START Extracted entries
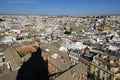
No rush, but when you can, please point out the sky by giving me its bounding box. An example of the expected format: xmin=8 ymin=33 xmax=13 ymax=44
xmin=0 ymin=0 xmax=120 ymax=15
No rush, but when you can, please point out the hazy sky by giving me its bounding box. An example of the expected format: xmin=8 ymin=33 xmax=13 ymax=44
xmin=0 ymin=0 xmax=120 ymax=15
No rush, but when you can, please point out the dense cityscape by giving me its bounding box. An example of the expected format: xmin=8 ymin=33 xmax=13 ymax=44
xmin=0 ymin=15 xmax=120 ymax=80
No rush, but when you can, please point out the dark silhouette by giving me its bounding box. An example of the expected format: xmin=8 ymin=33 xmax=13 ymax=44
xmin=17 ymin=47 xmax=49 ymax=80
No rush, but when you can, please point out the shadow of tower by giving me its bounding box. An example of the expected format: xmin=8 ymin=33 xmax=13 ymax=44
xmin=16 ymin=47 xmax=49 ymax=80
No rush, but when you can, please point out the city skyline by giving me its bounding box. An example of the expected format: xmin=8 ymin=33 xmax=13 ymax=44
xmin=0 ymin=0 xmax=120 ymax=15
END Extracted entries
START Extracted entries
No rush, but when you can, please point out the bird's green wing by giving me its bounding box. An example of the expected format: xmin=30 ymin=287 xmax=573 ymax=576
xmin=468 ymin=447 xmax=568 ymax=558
END Extracted entries
START Extracted entries
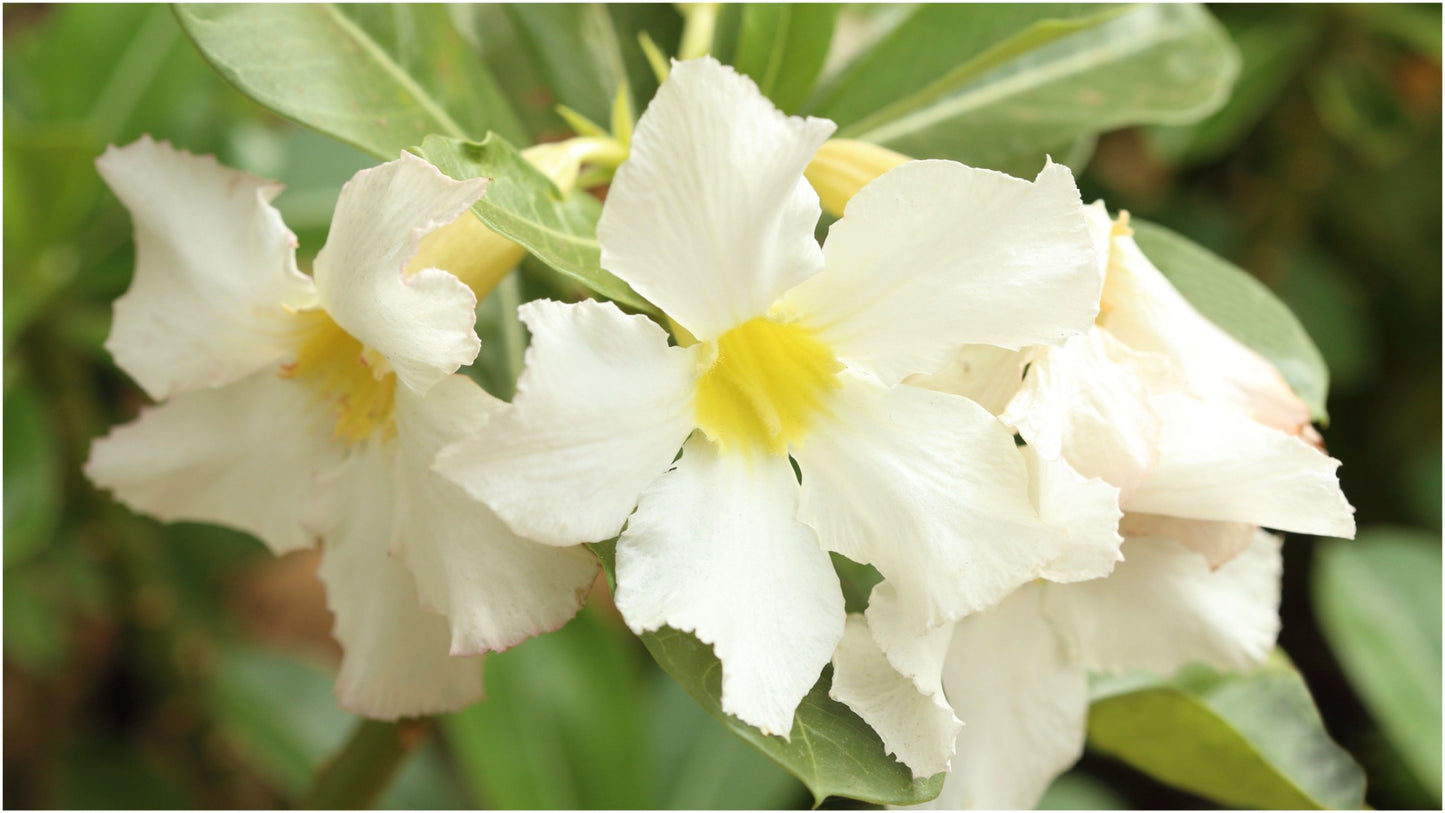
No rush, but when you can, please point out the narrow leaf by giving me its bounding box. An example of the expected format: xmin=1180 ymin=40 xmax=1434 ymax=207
END Extracted entries
What you should do.
Recast the lines above, from the line that contains "No rush, but when you can, please point out the sky" through the line that contains "xmin=16 ymin=47 xmax=49 ymax=80", as a Markdown table with the columns Number and Text, numbering each line and leaving out any blank lines.

The output.
| Number | Text |
|---|---|
| 1 | No rush, but when you can, please point out the sky by giving me its bounding box. An example of the expected format: xmin=8 ymin=33 xmax=13 ymax=44 |
| 2 | xmin=0 ymin=0 xmax=120 ymax=15 |
| 3 | No rush, but when you can, please point out the hazy sky by giving me its bounding box. An example of the expected format: xmin=8 ymin=33 xmax=13 ymax=44 |
| 4 | xmin=0 ymin=0 xmax=120 ymax=15 |
| 5 | No rush, but when you can, please point out the dense cityscape by giving me its bounding box. An example of the expected format: xmin=8 ymin=33 xmax=13 ymax=44 |
| 6 | xmin=0 ymin=15 xmax=120 ymax=80 |
| 7 | No rush, but when you can, please point out the dark silhouette by giving me its bounding box. An example of the expected format: xmin=8 ymin=33 xmax=13 ymax=44 |
| 8 | xmin=17 ymin=47 xmax=49 ymax=80 |
| 9 | No rush, but when you can, please point out the shadow of tower by giving me its bounding box. An example of the expected format: xmin=8 ymin=33 xmax=13 ymax=44 |
| 10 | xmin=16 ymin=47 xmax=49 ymax=80 |